Dataset excerpts:
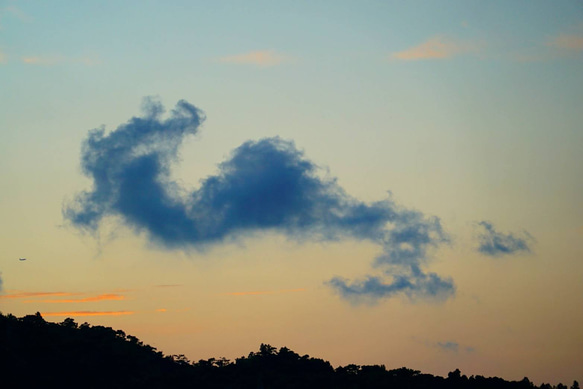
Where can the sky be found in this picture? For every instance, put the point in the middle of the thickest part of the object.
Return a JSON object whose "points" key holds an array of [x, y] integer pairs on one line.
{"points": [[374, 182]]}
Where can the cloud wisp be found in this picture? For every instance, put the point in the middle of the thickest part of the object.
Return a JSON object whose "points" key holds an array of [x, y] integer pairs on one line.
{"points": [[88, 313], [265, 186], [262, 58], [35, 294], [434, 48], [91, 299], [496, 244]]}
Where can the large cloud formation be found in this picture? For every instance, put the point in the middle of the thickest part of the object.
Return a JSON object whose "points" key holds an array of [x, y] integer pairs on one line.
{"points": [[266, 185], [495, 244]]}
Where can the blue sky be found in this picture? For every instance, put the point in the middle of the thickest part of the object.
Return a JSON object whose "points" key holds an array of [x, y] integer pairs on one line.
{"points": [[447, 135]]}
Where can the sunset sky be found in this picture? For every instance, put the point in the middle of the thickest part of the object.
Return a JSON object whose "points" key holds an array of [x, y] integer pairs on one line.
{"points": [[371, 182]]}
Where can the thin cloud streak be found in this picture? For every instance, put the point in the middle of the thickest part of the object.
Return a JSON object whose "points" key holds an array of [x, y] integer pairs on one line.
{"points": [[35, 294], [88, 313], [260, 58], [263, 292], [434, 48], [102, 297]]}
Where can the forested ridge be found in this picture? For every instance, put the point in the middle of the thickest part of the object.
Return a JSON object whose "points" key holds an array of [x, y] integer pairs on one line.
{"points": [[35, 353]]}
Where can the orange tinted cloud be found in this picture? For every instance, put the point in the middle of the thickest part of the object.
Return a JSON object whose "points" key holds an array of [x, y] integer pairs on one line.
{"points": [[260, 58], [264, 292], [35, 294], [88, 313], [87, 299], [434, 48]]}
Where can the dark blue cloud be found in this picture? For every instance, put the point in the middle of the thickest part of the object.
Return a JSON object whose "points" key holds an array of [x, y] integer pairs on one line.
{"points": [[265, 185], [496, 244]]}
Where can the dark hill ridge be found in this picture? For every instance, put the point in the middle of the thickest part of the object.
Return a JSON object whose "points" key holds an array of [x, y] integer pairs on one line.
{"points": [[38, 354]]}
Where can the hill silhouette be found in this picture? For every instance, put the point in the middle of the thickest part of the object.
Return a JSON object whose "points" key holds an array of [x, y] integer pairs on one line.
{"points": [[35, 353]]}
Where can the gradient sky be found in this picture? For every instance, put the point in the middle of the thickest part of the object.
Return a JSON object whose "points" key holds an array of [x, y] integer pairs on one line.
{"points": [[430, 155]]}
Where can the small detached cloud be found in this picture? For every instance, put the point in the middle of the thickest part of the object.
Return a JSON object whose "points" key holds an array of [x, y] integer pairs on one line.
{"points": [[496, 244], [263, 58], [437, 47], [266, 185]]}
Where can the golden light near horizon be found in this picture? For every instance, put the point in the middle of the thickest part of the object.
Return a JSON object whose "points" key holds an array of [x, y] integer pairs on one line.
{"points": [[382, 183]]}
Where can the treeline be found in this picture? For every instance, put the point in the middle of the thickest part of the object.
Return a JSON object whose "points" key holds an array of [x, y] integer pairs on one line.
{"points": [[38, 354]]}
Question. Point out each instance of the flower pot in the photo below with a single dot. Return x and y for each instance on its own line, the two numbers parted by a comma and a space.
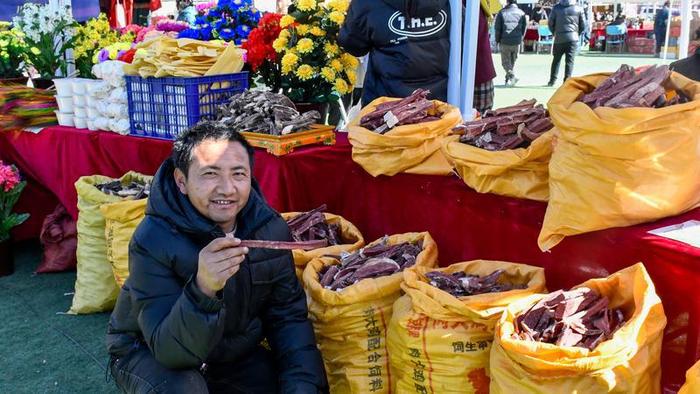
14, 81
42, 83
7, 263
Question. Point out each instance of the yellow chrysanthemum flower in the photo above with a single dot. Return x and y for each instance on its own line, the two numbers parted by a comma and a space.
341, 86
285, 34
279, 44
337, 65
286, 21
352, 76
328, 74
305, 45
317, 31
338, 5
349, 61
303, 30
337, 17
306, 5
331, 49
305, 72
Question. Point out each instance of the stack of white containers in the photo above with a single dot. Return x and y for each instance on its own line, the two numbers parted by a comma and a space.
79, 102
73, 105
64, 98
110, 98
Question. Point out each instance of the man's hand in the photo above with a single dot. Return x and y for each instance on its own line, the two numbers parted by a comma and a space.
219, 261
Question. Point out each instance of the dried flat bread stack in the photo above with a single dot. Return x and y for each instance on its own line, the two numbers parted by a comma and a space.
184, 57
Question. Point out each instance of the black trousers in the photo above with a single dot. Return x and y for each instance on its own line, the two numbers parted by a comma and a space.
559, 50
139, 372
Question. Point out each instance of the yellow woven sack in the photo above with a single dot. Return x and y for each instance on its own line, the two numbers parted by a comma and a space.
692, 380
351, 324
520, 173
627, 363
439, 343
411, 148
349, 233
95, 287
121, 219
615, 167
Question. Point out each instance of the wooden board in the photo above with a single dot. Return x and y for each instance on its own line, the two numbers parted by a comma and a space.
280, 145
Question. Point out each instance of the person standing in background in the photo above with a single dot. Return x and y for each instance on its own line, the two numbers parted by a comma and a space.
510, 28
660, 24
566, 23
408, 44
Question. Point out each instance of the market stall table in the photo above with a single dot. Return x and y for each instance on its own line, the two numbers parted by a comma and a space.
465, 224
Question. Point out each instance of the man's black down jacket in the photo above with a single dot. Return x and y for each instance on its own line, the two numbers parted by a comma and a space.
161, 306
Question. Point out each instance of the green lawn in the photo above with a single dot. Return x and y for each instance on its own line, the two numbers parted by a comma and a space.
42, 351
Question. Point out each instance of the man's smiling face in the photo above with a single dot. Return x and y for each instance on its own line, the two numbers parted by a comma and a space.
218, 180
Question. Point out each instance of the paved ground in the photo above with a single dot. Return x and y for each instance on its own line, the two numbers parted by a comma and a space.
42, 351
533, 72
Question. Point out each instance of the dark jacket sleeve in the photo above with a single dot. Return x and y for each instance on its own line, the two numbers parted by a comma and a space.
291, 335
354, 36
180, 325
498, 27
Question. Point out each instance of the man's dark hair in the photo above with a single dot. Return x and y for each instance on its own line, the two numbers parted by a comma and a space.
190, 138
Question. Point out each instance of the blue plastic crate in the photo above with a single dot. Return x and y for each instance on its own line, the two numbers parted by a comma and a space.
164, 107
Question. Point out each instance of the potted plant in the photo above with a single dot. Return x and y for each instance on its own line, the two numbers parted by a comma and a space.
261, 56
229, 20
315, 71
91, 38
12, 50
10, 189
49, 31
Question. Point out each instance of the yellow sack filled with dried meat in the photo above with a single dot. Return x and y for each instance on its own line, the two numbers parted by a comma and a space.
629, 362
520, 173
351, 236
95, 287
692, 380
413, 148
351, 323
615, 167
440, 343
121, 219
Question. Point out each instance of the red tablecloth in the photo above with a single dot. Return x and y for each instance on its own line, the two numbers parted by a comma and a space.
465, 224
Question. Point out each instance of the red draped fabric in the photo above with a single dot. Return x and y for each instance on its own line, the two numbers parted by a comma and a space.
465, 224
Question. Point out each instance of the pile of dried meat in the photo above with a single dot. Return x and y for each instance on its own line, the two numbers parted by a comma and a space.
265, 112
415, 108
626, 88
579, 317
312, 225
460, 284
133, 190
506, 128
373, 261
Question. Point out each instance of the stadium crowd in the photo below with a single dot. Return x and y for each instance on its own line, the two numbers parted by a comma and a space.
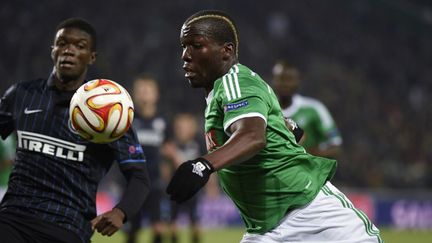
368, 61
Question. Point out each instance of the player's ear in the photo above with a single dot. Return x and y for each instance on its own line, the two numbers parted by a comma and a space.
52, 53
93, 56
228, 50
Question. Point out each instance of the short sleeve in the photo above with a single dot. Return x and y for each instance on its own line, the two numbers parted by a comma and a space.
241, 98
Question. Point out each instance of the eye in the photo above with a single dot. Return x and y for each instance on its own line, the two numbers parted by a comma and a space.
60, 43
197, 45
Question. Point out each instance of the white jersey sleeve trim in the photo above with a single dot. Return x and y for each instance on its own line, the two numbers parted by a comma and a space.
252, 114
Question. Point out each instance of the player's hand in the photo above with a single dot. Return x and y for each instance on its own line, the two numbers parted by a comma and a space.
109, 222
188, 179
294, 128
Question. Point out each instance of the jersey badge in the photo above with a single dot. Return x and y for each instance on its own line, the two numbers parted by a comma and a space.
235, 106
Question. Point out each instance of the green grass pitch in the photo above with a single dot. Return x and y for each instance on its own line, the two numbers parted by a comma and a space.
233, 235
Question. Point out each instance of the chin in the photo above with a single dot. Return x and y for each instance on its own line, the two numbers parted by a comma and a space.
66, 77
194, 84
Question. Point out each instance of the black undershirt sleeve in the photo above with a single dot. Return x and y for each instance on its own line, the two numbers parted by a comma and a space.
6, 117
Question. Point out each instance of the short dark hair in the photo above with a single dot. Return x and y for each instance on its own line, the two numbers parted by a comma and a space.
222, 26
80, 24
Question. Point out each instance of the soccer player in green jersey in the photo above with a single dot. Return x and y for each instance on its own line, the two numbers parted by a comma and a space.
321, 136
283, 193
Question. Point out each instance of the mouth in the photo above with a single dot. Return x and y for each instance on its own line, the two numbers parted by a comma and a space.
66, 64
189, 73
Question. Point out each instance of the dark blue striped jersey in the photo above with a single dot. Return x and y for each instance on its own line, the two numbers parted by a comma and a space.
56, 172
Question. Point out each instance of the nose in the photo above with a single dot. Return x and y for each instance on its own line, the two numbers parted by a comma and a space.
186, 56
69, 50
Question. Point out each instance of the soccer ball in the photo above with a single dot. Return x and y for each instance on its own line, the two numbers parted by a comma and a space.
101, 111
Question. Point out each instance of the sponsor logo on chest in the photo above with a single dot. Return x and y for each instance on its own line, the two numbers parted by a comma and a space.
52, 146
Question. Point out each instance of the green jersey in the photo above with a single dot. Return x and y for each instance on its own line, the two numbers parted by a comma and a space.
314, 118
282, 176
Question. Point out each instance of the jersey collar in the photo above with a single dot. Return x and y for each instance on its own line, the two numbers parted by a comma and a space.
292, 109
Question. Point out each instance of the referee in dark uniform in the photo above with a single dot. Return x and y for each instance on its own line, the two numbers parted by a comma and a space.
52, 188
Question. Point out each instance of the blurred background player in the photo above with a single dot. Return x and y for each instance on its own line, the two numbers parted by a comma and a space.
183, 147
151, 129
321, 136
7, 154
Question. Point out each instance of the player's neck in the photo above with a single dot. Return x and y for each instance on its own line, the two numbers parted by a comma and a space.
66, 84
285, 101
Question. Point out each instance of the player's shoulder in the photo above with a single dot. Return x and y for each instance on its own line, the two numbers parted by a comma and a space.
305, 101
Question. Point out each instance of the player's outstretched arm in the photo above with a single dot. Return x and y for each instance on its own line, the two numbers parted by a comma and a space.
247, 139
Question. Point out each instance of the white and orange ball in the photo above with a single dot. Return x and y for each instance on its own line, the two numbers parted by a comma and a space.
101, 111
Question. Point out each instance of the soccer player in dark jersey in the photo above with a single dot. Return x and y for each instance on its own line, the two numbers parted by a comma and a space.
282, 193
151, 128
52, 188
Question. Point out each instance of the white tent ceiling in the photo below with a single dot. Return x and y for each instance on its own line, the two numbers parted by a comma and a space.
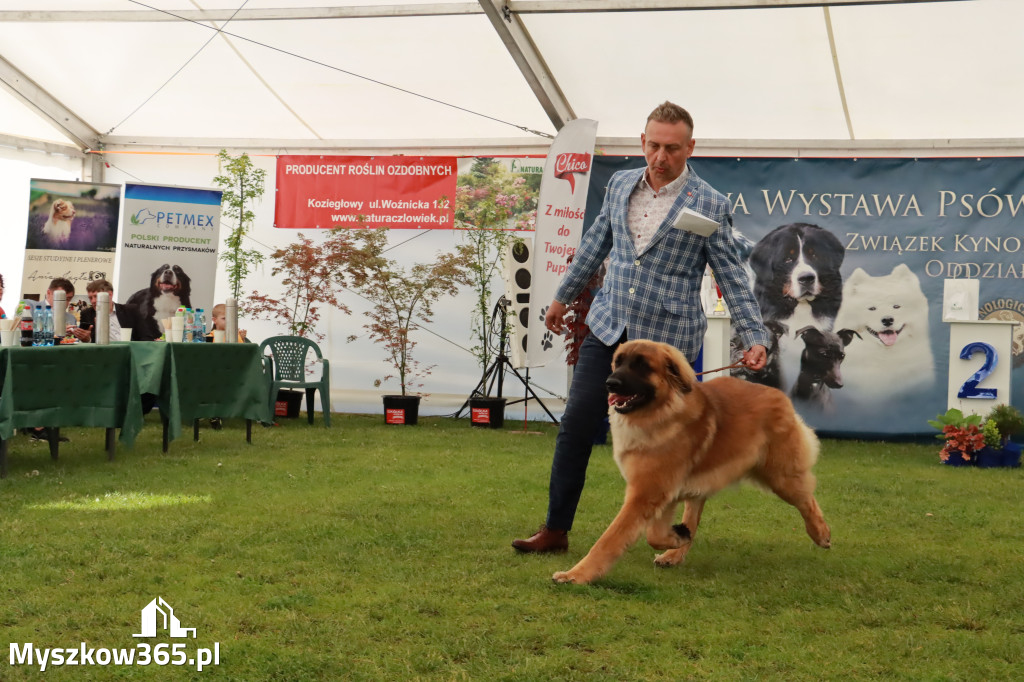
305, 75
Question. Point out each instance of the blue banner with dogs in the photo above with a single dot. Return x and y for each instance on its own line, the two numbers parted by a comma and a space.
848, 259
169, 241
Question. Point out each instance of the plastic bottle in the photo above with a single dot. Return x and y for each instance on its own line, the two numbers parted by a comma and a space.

[The problem] Which lines above include the string "hill"? Show them.

[Response]
Where can the dark hill ridge be found in this picture? For every instance, put the point in the middle of the thickest part of the object.
Where can the hill silhouette be found in this picture? For every instance, put the point in the middle of the thickest part of the object.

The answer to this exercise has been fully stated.